◆ What the task asks
Rewrite the lines from the one containing "[point] at the dark gray" through the end of the records, inclusive, keeping the requests and scaling every pixel coordinate in the answers by 0.9, rounded to whole numbers with halves going up. Leave the pictures out of your answer.

START Data excerpts

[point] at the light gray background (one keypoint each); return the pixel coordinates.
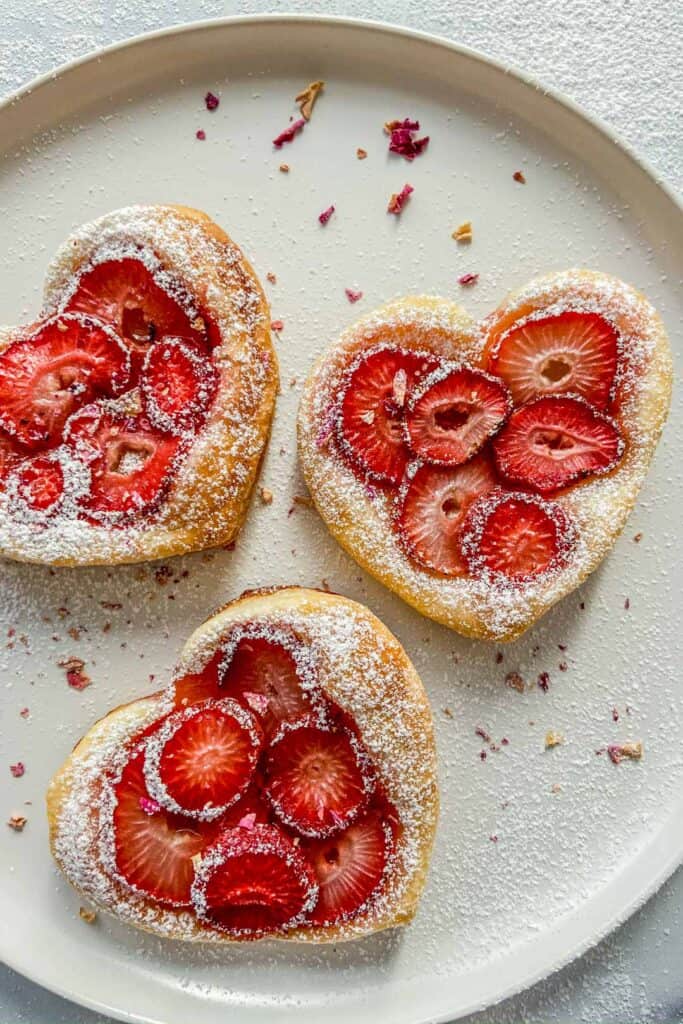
(621, 60)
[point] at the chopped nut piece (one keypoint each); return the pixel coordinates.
(553, 739)
(514, 680)
(306, 98)
(464, 232)
(633, 751)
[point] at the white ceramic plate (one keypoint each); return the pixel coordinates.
(119, 128)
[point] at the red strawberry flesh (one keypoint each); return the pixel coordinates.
(154, 852)
(554, 441)
(433, 505)
(203, 758)
(67, 363)
(254, 882)
(515, 535)
(127, 295)
(572, 351)
(317, 780)
(453, 413)
(178, 384)
(349, 867)
(264, 668)
(131, 462)
(371, 423)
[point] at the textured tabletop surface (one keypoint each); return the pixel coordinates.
(622, 60)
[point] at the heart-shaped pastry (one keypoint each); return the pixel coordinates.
(284, 785)
(482, 471)
(134, 413)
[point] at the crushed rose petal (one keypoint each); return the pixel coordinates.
(289, 134)
(398, 200)
(76, 677)
(306, 98)
(150, 806)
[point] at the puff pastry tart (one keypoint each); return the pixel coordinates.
(134, 413)
(483, 470)
(284, 785)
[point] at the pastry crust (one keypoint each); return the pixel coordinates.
(207, 502)
(359, 517)
(363, 668)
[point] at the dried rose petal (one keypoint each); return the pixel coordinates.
(397, 201)
(150, 806)
(306, 98)
(289, 133)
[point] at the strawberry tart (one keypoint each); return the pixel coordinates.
(483, 470)
(284, 785)
(134, 413)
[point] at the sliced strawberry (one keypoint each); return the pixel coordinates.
(68, 361)
(371, 422)
(516, 535)
(432, 506)
(130, 461)
(125, 293)
(38, 483)
(453, 413)
(254, 882)
(203, 758)
(262, 674)
(317, 780)
(349, 866)
(553, 441)
(154, 850)
(178, 384)
(571, 351)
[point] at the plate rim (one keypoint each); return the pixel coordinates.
(674, 859)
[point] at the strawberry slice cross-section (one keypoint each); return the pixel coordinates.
(453, 413)
(126, 294)
(570, 351)
(349, 867)
(554, 441)
(254, 882)
(317, 780)
(178, 383)
(131, 462)
(203, 758)
(515, 536)
(431, 509)
(153, 849)
(65, 364)
(371, 419)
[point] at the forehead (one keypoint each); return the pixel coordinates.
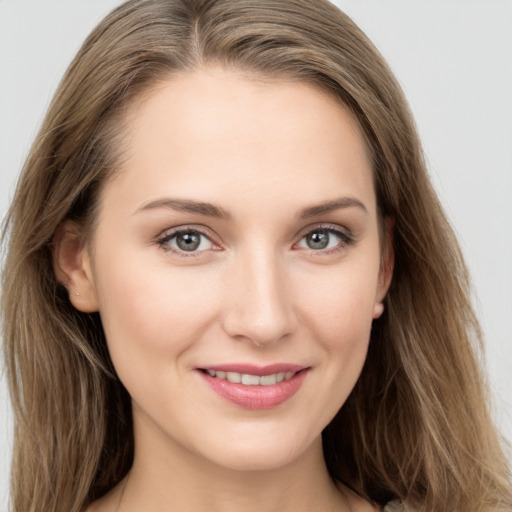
(223, 135)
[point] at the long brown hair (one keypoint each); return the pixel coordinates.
(416, 426)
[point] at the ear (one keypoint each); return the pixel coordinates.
(387, 264)
(72, 267)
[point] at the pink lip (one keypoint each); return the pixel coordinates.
(256, 397)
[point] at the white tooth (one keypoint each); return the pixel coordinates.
(268, 380)
(250, 380)
(233, 377)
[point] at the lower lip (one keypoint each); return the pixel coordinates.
(256, 397)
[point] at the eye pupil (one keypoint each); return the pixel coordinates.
(318, 239)
(189, 241)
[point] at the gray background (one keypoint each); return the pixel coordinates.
(454, 61)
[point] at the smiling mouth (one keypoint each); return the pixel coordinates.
(248, 379)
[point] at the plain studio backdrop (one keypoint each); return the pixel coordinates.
(454, 61)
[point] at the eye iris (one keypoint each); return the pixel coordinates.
(188, 241)
(317, 239)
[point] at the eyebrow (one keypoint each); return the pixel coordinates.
(329, 206)
(210, 210)
(186, 205)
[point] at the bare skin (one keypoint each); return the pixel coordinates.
(283, 266)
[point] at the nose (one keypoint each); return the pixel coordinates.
(260, 306)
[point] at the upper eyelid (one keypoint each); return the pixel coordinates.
(327, 226)
(216, 240)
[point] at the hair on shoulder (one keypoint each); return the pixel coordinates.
(417, 425)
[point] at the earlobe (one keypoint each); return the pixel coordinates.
(72, 267)
(387, 264)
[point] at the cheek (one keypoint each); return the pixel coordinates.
(151, 312)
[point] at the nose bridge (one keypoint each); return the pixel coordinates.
(261, 309)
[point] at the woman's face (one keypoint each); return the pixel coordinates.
(238, 242)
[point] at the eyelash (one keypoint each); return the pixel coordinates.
(346, 239)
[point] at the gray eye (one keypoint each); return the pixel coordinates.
(317, 239)
(188, 241)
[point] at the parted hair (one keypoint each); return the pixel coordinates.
(417, 425)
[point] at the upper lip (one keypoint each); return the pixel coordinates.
(251, 369)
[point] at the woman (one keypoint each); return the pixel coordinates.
(215, 299)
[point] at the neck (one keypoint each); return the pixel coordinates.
(165, 475)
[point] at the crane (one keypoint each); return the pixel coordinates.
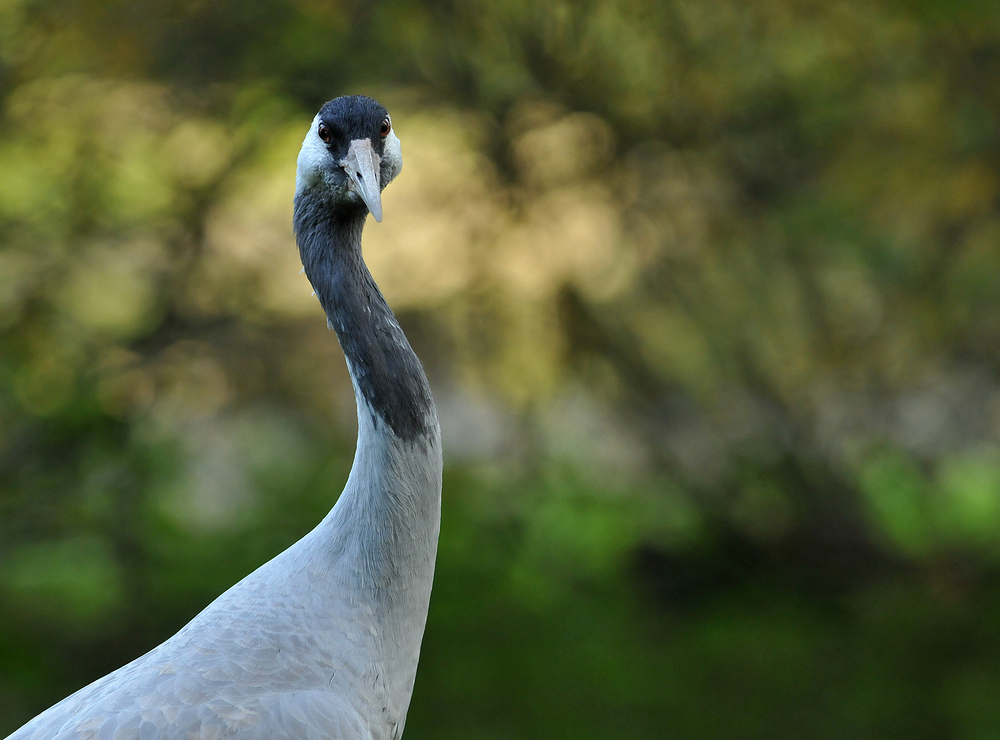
(323, 640)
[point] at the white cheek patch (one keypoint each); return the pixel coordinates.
(313, 159)
(393, 155)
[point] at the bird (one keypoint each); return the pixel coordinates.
(323, 640)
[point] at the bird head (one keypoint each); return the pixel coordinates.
(349, 155)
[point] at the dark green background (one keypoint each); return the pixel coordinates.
(740, 479)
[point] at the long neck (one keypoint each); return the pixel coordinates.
(390, 507)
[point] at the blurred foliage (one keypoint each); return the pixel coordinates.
(709, 298)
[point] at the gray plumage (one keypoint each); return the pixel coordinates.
(323, 640)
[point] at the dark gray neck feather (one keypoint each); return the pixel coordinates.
(386, 371)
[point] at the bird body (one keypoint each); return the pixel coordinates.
(323, 640)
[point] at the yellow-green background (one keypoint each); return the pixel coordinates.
(709, 297)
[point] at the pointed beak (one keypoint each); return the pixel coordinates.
(362, 167)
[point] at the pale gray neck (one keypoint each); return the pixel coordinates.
(388, 515)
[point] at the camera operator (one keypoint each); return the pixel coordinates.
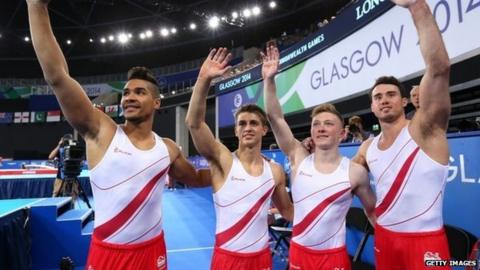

END Data excerpts

◆ Answer for this exercise
[point] at the dark gray neck feather (one keypoint each); return the pixel coordinates.
(347, 334)
[point] at the bird body (one keypoint each); return the pixel coordinates.
(291, 576)
[point] at the yellow-green background (one keypoint each); return the pixel coordinates.
(638, 267)
[point] at the pointed beak (one keypoint each); return the pixel coordinates.
(326, 150)
[point] at the pale gray neck (one keypoint each); return the pixel coordinates.
(349, 464)
[point] at the camera operator (one keypoint each); return the pixel coordinates.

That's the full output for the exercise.